● **Task to complete**: Starting at the line that contains "[point] every instance of the man's white" and continuing through the end of the items, write out every line again, adding 24 to each number in the point coordinates.

Object point labels:
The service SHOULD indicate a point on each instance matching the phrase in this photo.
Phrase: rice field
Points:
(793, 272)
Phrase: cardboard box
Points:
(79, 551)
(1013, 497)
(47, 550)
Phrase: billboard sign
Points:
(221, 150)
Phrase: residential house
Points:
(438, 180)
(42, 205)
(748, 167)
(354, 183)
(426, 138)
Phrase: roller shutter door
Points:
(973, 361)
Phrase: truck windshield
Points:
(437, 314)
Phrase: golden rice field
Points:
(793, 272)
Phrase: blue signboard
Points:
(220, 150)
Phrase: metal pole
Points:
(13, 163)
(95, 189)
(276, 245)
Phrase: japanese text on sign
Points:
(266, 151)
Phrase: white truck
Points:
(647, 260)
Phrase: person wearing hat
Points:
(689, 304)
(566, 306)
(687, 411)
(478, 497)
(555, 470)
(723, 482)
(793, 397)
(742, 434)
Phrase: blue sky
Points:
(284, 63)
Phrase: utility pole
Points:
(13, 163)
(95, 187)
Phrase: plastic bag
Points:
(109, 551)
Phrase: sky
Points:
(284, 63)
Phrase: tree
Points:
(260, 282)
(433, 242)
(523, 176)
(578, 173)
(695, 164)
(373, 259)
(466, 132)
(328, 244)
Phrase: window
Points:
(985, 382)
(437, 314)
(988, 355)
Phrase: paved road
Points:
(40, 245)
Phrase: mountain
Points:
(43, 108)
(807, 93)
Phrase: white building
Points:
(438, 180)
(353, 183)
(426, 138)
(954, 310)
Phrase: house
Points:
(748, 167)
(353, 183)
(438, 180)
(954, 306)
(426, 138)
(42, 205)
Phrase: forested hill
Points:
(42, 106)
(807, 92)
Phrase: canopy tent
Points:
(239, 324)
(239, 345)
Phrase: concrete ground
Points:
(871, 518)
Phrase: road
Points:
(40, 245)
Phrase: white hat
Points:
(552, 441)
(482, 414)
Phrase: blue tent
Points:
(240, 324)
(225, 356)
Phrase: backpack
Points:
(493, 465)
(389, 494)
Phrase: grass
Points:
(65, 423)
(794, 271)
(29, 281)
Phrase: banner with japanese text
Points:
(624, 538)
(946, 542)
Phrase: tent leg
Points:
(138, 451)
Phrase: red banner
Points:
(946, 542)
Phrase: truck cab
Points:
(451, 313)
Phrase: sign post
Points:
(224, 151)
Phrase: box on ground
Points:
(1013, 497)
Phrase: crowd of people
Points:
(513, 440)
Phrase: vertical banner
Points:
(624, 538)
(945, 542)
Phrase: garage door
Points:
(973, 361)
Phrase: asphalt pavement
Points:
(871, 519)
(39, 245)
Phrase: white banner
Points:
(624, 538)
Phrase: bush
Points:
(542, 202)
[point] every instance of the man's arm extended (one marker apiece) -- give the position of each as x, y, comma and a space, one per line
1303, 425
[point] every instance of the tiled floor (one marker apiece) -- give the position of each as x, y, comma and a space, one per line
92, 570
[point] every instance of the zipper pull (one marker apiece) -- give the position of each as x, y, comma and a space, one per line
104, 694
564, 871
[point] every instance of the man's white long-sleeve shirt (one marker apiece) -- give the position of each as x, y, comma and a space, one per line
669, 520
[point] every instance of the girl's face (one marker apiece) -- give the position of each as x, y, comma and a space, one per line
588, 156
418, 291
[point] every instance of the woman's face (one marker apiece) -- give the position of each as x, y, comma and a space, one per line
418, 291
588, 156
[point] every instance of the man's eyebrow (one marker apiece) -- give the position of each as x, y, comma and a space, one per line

● **Response**:
[point] every instance of the man's white long-sleeve shirt (one marker apiece) -- give the position of each as x, y, comma and a space, one per line
693, 544
[point] every instance of the girl's face (one marker apiece) -- give the position of each as x, y, comma and a space, one per line
612, 180
442, 315
[point] every instance of the woman's face (one marker apiece) -- give the position of each as x, y, comma and a space, one per line
442, 315
612, 180
[point] every instance of the man's eyebrow (one marker apiece) -- give the position of each as x, y, comma and a space, one per line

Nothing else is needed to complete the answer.